> _GIVEN PROBLEM 1_:
Reproduce the whole section on generating summaries word for word.
> _GIVEN PROBLEM 2_:
Return every line of the entries that contains the word "white". Case counts.

2.4   Generating Summaries
To construct non-personalised summaries for a user-hotel pair, two hotel profiles
are built using the base and expanded features respectively. Each feature is
assigned a ranking score that is the product of its average sentiment and its
normalised frequency. When the non-neutral features in the hotel profile are
ranked by the ranking score, the top-n and bottom-n features form the pros and
cons parts of the explanation respectively.
    To generate a personalised summary for a user-hotel pair, two profiles are
built each for users and hotels using the base and expanded features respectively.
Each feature in the hotel profile is assigned a ranking score that is the product
of its average sentiment and its normalised frequency. The ranking score of each
feature in the hotel profile is updated by multiplying its original ranking score
with its normalised frequency in the user profile. When the non-neutral features
in the hotel profile are ranked by the updated ranking score, the top-n and
bottom-n features form the pros and cons parts of the explanation respectively.

> _RECORDS SHOWN_:

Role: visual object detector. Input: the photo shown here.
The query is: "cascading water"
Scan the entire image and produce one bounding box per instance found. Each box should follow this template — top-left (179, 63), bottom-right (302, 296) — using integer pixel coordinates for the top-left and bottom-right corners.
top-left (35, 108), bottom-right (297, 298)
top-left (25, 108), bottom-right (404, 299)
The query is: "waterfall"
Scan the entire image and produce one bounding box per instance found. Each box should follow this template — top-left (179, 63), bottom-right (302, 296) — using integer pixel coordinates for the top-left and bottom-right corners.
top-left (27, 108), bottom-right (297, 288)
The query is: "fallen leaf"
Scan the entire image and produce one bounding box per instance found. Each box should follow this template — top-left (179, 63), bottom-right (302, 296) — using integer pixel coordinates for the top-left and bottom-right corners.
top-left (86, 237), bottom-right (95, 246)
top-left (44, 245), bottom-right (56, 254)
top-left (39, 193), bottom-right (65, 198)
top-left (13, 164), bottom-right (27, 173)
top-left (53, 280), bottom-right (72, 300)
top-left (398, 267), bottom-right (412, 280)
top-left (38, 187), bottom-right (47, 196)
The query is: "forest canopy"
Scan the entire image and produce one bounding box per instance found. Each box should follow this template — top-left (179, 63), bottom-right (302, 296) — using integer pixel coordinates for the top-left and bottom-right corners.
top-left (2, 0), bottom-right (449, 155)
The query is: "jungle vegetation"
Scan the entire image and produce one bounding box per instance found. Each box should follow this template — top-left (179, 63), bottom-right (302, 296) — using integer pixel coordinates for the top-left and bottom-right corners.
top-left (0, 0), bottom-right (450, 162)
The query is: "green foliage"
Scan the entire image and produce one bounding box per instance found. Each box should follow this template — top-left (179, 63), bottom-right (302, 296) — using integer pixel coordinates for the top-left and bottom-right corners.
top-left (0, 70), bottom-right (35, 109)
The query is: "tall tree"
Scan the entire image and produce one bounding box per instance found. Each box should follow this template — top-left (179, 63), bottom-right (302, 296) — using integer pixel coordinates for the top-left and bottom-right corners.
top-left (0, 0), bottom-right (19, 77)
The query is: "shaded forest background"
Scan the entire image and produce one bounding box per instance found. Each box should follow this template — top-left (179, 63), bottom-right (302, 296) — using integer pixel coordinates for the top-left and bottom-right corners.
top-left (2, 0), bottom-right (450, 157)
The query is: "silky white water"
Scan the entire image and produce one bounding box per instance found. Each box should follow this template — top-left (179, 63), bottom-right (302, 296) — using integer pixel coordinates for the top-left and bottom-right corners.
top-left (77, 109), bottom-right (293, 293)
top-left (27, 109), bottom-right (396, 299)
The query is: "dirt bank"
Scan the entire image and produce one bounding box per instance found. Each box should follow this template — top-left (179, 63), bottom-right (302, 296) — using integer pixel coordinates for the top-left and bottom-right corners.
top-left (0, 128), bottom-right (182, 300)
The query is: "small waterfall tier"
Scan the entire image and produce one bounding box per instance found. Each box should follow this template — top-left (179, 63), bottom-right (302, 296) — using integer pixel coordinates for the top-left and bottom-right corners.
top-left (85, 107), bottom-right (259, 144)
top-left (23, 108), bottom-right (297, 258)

==

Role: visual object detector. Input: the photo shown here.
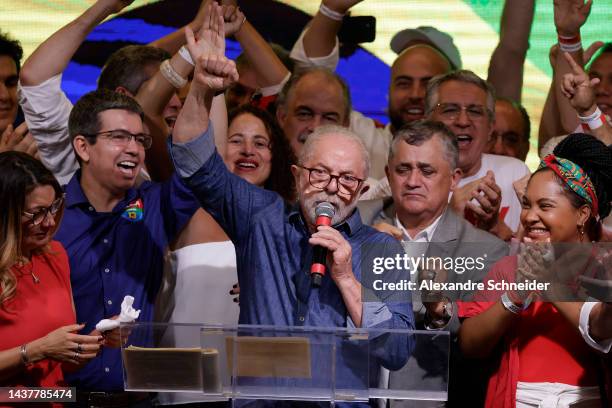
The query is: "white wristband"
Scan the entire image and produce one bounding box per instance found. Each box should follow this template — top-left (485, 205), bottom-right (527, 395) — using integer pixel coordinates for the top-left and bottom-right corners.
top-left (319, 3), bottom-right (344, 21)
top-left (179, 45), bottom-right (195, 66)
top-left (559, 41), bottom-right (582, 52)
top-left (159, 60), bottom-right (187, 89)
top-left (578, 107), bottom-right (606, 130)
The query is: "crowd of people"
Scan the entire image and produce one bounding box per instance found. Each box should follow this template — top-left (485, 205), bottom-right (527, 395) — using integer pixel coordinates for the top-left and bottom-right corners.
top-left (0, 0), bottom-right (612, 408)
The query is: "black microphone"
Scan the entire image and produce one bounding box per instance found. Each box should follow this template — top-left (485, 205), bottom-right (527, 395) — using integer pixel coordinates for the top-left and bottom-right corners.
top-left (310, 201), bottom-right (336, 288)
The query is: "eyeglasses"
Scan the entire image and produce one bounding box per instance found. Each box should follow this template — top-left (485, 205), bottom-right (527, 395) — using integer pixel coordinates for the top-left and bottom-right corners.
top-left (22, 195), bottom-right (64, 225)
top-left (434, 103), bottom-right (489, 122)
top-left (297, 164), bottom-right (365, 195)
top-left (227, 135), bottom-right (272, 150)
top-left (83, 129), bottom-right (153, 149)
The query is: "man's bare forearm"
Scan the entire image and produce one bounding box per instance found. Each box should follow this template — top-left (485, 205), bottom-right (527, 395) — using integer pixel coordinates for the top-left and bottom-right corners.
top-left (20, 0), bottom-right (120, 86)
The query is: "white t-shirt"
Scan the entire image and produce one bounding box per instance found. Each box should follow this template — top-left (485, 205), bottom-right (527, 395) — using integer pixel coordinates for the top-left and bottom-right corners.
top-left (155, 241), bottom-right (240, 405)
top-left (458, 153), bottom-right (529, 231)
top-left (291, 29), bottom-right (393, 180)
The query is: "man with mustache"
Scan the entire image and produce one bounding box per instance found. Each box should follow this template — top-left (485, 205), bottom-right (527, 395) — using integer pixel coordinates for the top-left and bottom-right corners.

==

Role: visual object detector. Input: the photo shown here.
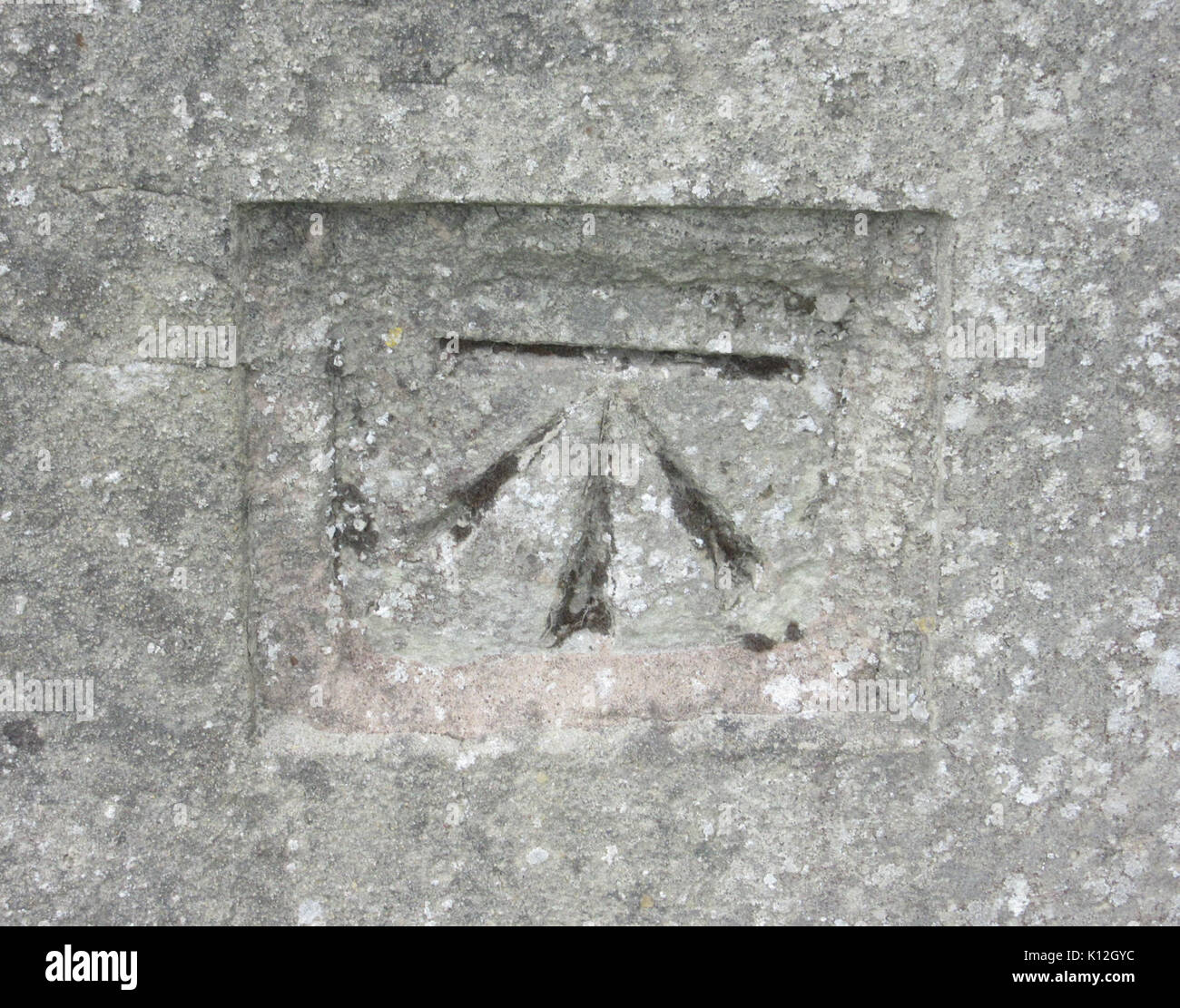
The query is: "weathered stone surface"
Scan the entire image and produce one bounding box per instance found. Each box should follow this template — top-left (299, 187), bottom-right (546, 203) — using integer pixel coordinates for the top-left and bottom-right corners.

> _EXERCISE ANSWER 1_:
2.4   Generating Summaries
To construct non-personalised summaries for a user-hotel pair, two hotel profiles
are built using the base and expanded features respectively. Each feature is
assigned a ranking score that is the product of its average sentiment and its
normalised frequency. When the non-neutral features in the hotel profile are
ranked by the ranking score, the top-n and bottom-n features form the pros and
cons parts of the explanation respectively.
    To generate a personalised summary for a user-hotel pair, two profiles are
built each for users and hotels using the base and expanded features respectively.
Each feature in the hotel profile is assigned a ranking score that is the product
of its average sentiment and its normalised frequency. The ranking score of each
feature in the hotel profile is updated by multiplying its original ranking score
with its normalised frequency in the user profile. When the non-neutral features
in the hotel profile are ranked by the updated ranking score, the top-n and
bottom-n features form the pros and cons parts of the explanation respectively.

> _EXERCISE ANSWER 2_:
The query is: "silky white water"
The query is: "white wristband"
The query is: "white t-shirt"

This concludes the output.